* Stated goal *
Rewrite every line from the one holding "find overcast sky" through the end of the material, both ends included. Shift each point coordinate in the answers up by 80, and leave all other lines as they are.

* Given data *
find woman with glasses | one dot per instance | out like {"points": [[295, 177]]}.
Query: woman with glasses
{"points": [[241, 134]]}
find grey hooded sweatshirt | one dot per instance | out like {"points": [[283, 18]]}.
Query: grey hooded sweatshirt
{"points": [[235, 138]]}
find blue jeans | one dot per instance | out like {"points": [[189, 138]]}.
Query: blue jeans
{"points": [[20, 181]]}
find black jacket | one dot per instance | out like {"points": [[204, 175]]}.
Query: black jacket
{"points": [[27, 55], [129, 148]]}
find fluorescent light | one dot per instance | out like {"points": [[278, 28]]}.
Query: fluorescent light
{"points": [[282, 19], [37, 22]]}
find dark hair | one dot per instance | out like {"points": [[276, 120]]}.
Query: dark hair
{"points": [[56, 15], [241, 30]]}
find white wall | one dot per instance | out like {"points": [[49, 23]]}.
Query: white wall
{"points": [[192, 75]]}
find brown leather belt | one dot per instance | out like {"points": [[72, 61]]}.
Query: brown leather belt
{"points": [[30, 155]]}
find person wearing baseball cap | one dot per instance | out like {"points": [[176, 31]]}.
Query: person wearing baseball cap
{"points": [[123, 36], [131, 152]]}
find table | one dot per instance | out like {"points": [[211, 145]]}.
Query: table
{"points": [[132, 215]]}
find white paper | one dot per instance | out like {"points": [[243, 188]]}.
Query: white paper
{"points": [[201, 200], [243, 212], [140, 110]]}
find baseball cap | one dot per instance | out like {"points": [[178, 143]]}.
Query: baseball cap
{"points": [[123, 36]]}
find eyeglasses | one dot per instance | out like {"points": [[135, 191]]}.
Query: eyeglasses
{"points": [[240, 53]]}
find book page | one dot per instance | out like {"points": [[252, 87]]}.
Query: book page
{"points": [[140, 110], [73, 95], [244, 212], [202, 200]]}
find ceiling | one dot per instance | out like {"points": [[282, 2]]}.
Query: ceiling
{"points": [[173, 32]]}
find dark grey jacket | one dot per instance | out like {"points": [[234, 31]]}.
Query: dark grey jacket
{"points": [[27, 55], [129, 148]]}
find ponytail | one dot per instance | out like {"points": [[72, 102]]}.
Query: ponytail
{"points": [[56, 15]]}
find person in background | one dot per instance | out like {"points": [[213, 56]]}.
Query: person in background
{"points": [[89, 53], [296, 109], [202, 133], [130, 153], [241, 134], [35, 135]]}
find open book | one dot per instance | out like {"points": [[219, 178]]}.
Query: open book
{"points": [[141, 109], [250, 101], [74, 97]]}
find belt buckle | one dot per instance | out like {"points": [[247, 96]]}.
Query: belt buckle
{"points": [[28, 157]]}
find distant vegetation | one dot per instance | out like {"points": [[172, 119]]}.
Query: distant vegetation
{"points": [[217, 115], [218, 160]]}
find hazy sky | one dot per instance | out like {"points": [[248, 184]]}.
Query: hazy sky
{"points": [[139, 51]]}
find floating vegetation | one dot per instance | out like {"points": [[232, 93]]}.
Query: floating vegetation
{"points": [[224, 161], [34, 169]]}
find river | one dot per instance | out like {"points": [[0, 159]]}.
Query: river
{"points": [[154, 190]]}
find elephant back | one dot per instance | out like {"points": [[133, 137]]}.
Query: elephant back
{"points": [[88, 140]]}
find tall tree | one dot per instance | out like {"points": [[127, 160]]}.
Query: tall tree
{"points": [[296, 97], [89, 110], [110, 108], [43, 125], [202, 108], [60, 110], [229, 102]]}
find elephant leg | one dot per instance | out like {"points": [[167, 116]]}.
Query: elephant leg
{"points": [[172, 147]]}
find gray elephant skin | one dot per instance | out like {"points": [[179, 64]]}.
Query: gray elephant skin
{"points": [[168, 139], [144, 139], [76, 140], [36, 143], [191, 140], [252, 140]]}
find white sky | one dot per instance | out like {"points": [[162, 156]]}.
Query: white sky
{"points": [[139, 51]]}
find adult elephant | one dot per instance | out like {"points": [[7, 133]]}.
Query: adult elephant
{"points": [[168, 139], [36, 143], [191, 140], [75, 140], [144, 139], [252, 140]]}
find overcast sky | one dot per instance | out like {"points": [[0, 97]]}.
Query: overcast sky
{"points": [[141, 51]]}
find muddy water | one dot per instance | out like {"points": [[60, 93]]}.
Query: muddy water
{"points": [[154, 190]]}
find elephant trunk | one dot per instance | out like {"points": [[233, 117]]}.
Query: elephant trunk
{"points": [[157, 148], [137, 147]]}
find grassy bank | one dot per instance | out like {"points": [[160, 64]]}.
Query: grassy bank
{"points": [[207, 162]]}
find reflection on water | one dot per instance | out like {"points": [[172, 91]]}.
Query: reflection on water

* Complete output *
find overcast sky | one dot per instance | out like {"points": [[0, 97]]}.
Query: overcast sky
{"points": [[221, 131]]}
find muddy water | one dot per instance | out like {"points": [[60, 93]]}.
Query: muddy water
{"points": [[234, 270]]}
find elephant trunk | one dot per instance | out like {"points": [[233, 117]]}.
Query: elephant trunk
{"points": [[237, 228], [217, 227]]}
find grassy bank | one dot per instance | out like {"points": [[160, 64]]}.
Query: grassy bank
{"points": [[287, 242]]}
find reflection on water | one dot per instance | out like {"points": [[172, 91]]}.
Query: reflection on water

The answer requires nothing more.